- RECORDS FOR PROCESSING

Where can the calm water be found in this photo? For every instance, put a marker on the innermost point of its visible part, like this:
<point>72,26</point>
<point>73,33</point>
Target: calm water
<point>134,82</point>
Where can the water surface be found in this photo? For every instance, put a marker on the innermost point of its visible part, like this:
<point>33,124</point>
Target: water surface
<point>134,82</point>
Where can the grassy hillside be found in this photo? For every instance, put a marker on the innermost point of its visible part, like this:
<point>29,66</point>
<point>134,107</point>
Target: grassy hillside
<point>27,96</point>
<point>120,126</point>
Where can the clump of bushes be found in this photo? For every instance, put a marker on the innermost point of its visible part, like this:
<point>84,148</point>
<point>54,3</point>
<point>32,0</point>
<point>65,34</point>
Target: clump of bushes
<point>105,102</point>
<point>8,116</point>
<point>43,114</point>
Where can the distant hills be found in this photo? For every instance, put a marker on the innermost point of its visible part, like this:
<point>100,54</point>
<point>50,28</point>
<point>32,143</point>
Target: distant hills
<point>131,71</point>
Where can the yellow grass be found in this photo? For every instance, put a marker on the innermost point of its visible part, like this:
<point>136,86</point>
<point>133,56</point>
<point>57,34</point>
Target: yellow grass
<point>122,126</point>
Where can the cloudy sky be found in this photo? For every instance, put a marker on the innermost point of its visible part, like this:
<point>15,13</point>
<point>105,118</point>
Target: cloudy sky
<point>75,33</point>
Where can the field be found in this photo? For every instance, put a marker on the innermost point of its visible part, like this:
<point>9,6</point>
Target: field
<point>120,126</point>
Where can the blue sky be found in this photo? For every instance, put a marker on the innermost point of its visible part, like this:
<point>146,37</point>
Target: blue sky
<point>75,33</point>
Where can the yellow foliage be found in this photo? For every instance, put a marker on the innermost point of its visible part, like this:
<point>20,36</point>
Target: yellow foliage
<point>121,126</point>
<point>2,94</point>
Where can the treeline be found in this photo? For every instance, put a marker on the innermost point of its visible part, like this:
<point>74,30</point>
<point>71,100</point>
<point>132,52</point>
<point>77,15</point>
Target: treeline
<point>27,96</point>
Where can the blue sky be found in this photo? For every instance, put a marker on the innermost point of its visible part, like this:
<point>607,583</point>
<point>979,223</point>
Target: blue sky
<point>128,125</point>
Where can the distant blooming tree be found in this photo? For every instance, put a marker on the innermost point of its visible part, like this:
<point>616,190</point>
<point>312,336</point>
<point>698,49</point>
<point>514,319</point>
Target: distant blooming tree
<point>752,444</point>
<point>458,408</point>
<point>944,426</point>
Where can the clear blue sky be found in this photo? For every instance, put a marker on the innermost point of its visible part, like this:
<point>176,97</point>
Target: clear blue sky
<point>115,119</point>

- WORK INSTRUCTIONS
Copy every record above exactly as it stands.

- TASK OUTPUT
Where can the calm water be found in this photo? For every instance, put a marker on the innermost point of its visible part, like this:
<point>72,26</point>
<point>73,33</point>
Target: calm water
<point>134,82</point>
Where can the water surface be found in this photo? For every instance, put a marker on the innermost point of its visible part, like this:
<point>33,124</point>
Target: water surface
<point>134,82</point>
Where can the grassy hillside be found in this photo? For every instance, put a marker on the innermost point of its visible part, like this:
<point>29,66</point>
<point>134,107</point>
Target: grassy hillside
<point>27,96</point>
<point>120,126</point>
Where can the clump of bushes be found in this photo? For every instance, put a marker on the innermost point of its visible part, like this:
<point>84,148</point>
<point>54,3</point>
<point>32,0</point>
<point>65,34</point>
Target: clump of bushes
<point>105,102</point>
<point>8,116</point>
<point>43,114</point>
Where can the distant hills be found in this photo? For every instance, put a marker on the innermost point of its visible part, like this:
<point>100,54</point>
<point>50,28</point>
<point>32,143</point>
Target: distant hills
<point>131,71</point>
Where can the yellow grass be found in this photo? For every instance, put a marker on the innermost point of its visible part, like this:
<point>136,86</point>
<point>133,56</point>
<point>57,34</point>
Target: yellow grass
<point>122,126</point>
Where can the cloudy sky be found in this photo? For every instance, put a marker on the innermost point of its visible part, like this:
<point>15,13</point>
<point>105,118</point>
Target: cloudy sky
<point>75,33</point>
Where can the field be found in this photo? For every instance, put a marker on the innermost point of its visible part, like this:
<point>9,6</point>
Target: field
<point>120,126</point>
Where can the blue sky be found in this photo? For every instance, put a marker on the innermost point of its visible part, like this:
<point>146,37</point>
Target: blue sky
<point>75,33</point>
Where can the yellow foliage be found in this photo? For every instance, put a marker on the innermost point of its visible part, like this:
<point>20,36</point>
Target: yellow foliage
<point>121,126</point>
<point>2,94</point>
Where can the treeline be found in this photo? For every instance, put a marker on the innermost point of its visible part, like this:
<point>74,30</point>
<point>71,100</point>
<point>132,52</point>
<point>77,15</point>
Target: treeline
<point>27,96</point>
Where can the blue sky be found in this photo? For every instance, put a marker on the innermost point of its visible part, like this:
<point>607,583</point>
<point>979,223</point>
Target: blue sky
<point>128,125</point>
Where can the distant blooming tree be found in this photo? For every instance, put a marker on the innermost point of its visible part, like this:
<point>616,190</point>
<point>312,336</point>
<point>698,49</point>
<point>514,319</point>
Target: distant blooming tree
<point>752,444</point>
<point>458,408</point>
<point>944,426</point>
Where can the clear blue sky be found in this photo? For every instance, put a marker on the innermost point of its visible part, like this:
<point>176,97</point>
Target: clear blue sky
<point>115,119</point>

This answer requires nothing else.